====== Data in this exercise ======

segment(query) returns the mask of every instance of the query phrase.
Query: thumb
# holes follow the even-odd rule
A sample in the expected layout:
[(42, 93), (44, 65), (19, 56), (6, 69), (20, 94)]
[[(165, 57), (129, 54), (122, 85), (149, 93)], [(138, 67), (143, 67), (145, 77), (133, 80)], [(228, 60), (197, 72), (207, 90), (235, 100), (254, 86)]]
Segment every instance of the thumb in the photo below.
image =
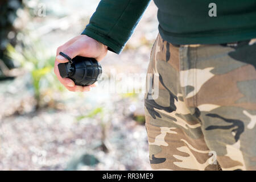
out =
[[(76, 56), (79, 55), (79, 53), (81, 52), (81, 47), (80, 46), (79, 46), (78, 44), (75, 42), (67, 47), (65, 49), (60, 51), (65, 53), (66, 55), (68, 56), (68, 57), (69, 57), (72, 59)], [(61, 55), (59, 55), (56, 58), (56, 60), (59, 63), (68, 62), (68, 59)]]

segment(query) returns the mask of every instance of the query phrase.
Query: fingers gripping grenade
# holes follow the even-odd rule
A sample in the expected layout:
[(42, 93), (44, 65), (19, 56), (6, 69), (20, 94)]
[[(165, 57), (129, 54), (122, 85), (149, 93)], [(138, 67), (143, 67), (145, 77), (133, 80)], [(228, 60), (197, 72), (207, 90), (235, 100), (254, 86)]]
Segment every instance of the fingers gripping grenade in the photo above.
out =
[(100, 78), (102, 69), (95, 59), (77, 56), (71, 59), (62, 52), (60, 55), (68, 60), (68, 63), (58, 64), (61, 77), (71, 78), (81, 86), (92, 85)]

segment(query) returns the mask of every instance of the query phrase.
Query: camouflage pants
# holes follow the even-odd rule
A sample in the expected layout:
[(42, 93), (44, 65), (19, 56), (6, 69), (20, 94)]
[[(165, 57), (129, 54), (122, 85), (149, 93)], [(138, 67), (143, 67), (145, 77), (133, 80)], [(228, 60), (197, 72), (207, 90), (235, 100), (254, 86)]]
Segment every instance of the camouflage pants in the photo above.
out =
[[(255, 39), (175, 46), (158, 35), (145, 95), (154, 169), (256, 169)], [(148, 74), (150, 75), (150, 74)]]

======

**Problem to work on**
Write out the lines above again word for word, from the very first one through the line containing "62), (68, 59)]]". Leave the picture out.

**Right answer**
segment(query) returns the mask of every instance of the query phrase.
Query: thumb
# holes follow the even-odd rule
A sample in the expected layout:
[(42, 93), (44, 65), (19, 56), (6, 69), (20, 94)]
[[(165, 57), (129, 54), (122, 85), (149, 93)], [(138, 67), (143, 67), (145, 77), (133, 80)], [(228, 60), (197, 72), (207, 90), (235, 100), (254, 86)]]
Segment every instance of the thumb in the photo below.
image =
out =
[[(76, 56), (79, 55), (79, 53), (81, 52), (81, 47), (80, 46), (79, 46), (78, 44), (75, 42), (67, 47), (65, 49), (60, 51), (65, 53), (66, 55), (68, 56), (68, 57), (69, 57), (72, 59)], [(61, 55), (59, 55), (56, 58), (56, 60), (59, 63), (68, 62), (68, 59)]]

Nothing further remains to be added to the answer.